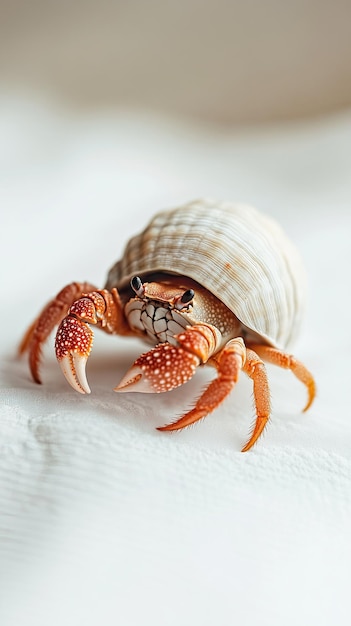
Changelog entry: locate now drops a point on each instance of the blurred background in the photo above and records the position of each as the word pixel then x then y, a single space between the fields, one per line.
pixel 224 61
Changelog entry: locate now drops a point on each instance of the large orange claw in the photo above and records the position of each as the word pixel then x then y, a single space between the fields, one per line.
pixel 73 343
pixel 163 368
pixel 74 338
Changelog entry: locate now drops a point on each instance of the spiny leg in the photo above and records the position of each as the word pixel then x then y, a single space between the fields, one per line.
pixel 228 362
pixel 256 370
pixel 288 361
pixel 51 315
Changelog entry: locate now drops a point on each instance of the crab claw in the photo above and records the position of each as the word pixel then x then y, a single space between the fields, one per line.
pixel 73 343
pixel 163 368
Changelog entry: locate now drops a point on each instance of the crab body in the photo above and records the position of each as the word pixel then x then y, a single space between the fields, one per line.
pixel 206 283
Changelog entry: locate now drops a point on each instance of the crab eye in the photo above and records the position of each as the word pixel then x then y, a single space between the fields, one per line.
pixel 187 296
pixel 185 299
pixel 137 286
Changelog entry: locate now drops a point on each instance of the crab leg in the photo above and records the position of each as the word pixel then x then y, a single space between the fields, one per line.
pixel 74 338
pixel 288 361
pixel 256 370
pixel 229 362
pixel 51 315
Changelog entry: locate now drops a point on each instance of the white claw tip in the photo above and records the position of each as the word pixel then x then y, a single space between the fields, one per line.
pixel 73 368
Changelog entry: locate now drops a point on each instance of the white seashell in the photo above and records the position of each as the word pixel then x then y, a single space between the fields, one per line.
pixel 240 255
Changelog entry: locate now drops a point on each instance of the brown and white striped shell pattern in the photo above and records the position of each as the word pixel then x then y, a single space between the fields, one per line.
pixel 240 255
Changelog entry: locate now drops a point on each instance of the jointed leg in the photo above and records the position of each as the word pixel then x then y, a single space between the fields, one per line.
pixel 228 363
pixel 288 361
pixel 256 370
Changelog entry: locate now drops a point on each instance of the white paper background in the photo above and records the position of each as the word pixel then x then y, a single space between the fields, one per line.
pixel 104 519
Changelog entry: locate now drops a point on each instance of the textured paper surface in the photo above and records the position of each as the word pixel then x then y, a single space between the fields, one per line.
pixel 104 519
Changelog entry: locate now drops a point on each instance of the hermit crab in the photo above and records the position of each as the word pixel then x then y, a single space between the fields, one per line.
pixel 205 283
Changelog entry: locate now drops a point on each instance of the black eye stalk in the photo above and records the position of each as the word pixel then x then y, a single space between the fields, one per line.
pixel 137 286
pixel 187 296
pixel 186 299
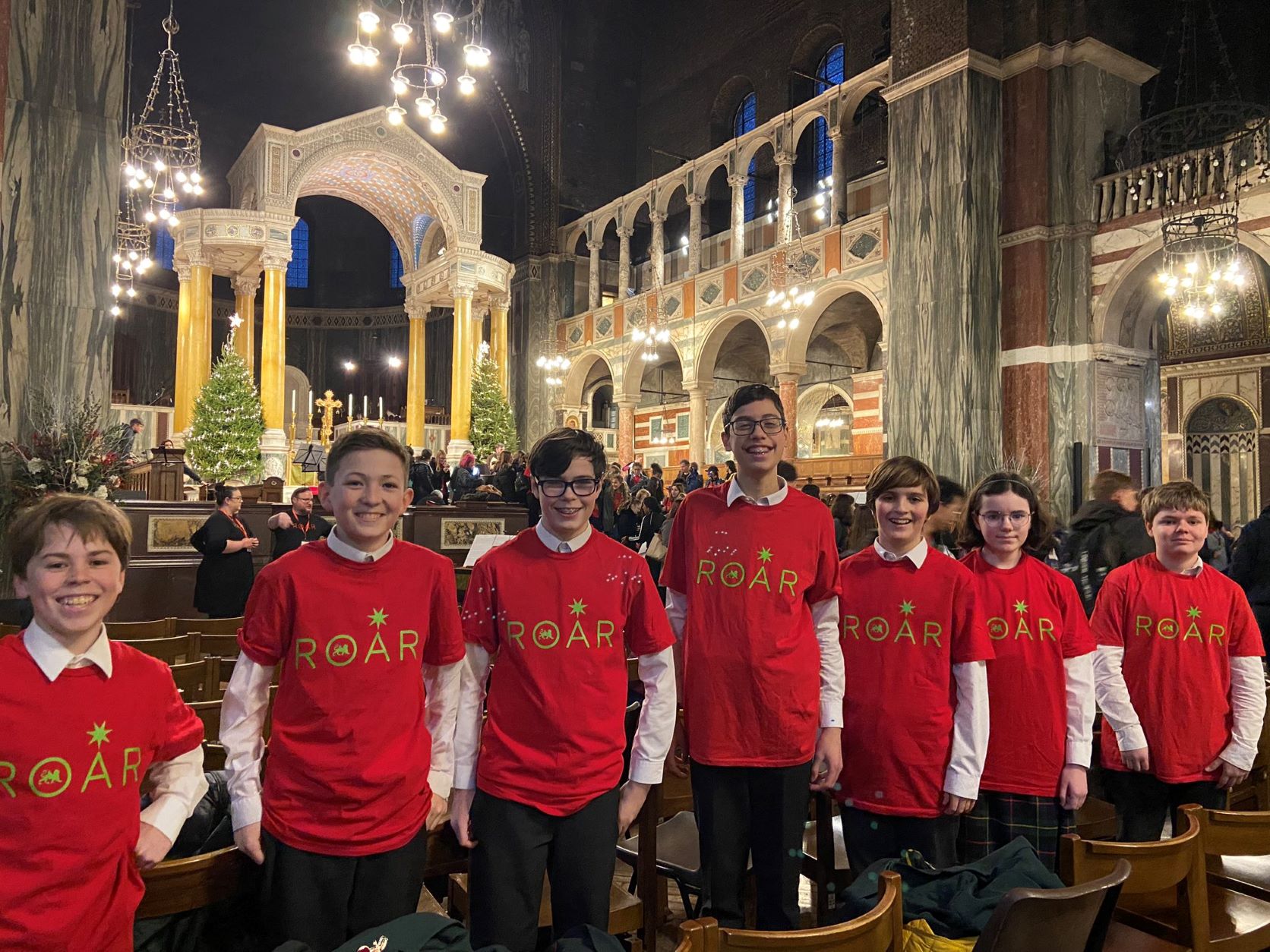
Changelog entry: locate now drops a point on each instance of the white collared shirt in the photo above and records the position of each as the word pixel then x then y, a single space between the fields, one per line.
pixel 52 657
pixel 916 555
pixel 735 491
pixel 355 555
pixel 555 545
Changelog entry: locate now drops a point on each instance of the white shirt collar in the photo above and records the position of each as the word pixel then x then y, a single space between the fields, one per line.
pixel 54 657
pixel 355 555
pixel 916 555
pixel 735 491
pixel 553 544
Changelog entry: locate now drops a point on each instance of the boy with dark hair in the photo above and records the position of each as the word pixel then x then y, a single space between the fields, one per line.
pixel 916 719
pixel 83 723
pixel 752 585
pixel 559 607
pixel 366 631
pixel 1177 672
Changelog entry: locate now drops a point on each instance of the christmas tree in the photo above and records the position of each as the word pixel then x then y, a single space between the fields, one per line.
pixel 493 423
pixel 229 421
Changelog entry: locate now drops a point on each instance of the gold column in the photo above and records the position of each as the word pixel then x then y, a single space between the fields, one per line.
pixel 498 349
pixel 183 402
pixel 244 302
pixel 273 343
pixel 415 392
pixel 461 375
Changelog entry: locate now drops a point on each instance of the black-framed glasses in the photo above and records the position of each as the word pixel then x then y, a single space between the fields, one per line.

WHAT IS EXPECTED = Print every line of the records above verbatim, from start to finish, leaving out the pictures.

REPLY =
Changelog entry: locate now drops a point on each instance of the blurred background in the photo above and records the position of each as the word pixel then x then y, a single space between the fields, one per line.
pixel 224 61
Changelog entry: locate now drops a point on each instance of the large orange claw in the photo above and records the position of each as the word pixel then x then y, a single space between the fields, one per line.
pixel 73 343
pixel 163 368
pixel 74 338
Changelog entry: locate now drops a point on each instance of the spiny leg in the photo above and records the position of each as the word pixel then x then y, a single space between the fields, one per line.
pixel 228 362
pixel 256 370
pixel 288 361
pixel 51 315
Changelog entry: locate now drops a point on each instance of the crab claw in the photo above and records the position of each as the word pixel then x then y, a single space between the fields, one per line.
pixel 73 343
pixel 163 368
Changelog entry: locate now drops a point on each instance of the crab body in the photo above and records the position of each as the word pixel then x then y, a single space between the fields, one per line.
pixel 206 283
Changelog entry: locate now drops a point on each instance of the crab eye in the photo above and records the position of each as the word pixel then x then y, a single space between the fields, one per line.
pixel 187 296
pixel 185 299
pixel 137 286
Changelog entry: locate now drops a point on each instance of the crab leg in the photo above and records the position of each as the word pixel then x then y, a single space between the fields, one per line.
pixel 74 338
pixel 288 361
pixel 256 370
pixel 229 362
pixel 51 315
Changelog entry: locate now drops a point on each instance of the white claw tip in the photo above and records the position of each as the word pixel then x then y, a single space between the fields, one per line.
pixel 73 368
Changelog entry: locate now drops a point on each instance of the white seashell in the photo above and records the position of each as the word pixel then x then y, a single space between the fields, one per line.
pixel 240 255
Changelog entry: locate now drops a point on each instance of the brown and white striped shell pattern in the photo above and records the position of each as the word pixel then x then y, a single space between the fields, one per line.
pixel 240 255
Changelog entry: locate now drops a point on each instance of the jointed leg in the photo above and records the position of each as the word pixel then x then y, a single space between the fields, one per line.
pixel 228 363
pixel 288 361
pixel 256 370
Changelog entry: locate now drops a point on each instance of the white paper background in the photo above and records the position of each as the word pixel then x then y, a single space between the fields, one per line.
pixel 104 519
Changelog entry: locate now drops a point on each instance of the textured paper surface in the photo above and records the position of each as the word pixel then x then y, a single space between the fields, one per line.
pixel 104 519
Changelog entry: locate now drops a point on each instance of the hermit crab in the photo above and records the position of each as the word pixel then x then y, a single space between the fields, one per line.
pixel 205 283
Changelog entry: locate now drops a point on each instance of the black eye stalk in the photo above and records the position of each as the word pixel then x then y, a single space between the fields, one per line.
pixel 137 286
pixel 187 296
pixel 186 299
Changelog entry: locate now drops a point on each instance of the white collared shirt in the photo above and records the position of each as the word pixel then x then y, a single space between the fields, one per line.
pixel 52 657
pixel 916 555
pixel 735 491
pixel 355 555
pixel 555 545
Changelog entry: locate now drops a point on each instance of the white shirt collar in the photo above and records the position of each as the word pixel then x then y, a single space between the fields, one per line.
pixel 54 657
pixel 355 555
pixel 916 555
pixel 735 491
pixel 553 544
Changelog entry: locate now drops a point on each instance of the boy with dark hair in the photo above and records the position of each as the word pixel then x then y, a single space between the fields, one per line.
pixel 916 719
pixel 83 723
pixel 752 585
pixel 559 607
pixel 366 631
pixel 1177 672
Changelog entry: locate now drops a point on each instance of the christmas tree in the photo above and records the position of each as the word pixel then x then y, a single space between the fields, one per line.
pixel 493 423
pixel 229 421
Changelog entry: locate now drops a point on each instance of the gold column in the photo above and records the position of each as the word pixel then x then y, a single space between the fields, one per line.
pixel 498 349
pixel 183 402
pixel 244 302
pixel 273 343
pixel 415 392
pixel 461 375
Changelog entry: locate now drops a point on each instance of the black-framed glasses in the photo above and records the position of each as the word pixel then x then y, a single space between the fields, one per line.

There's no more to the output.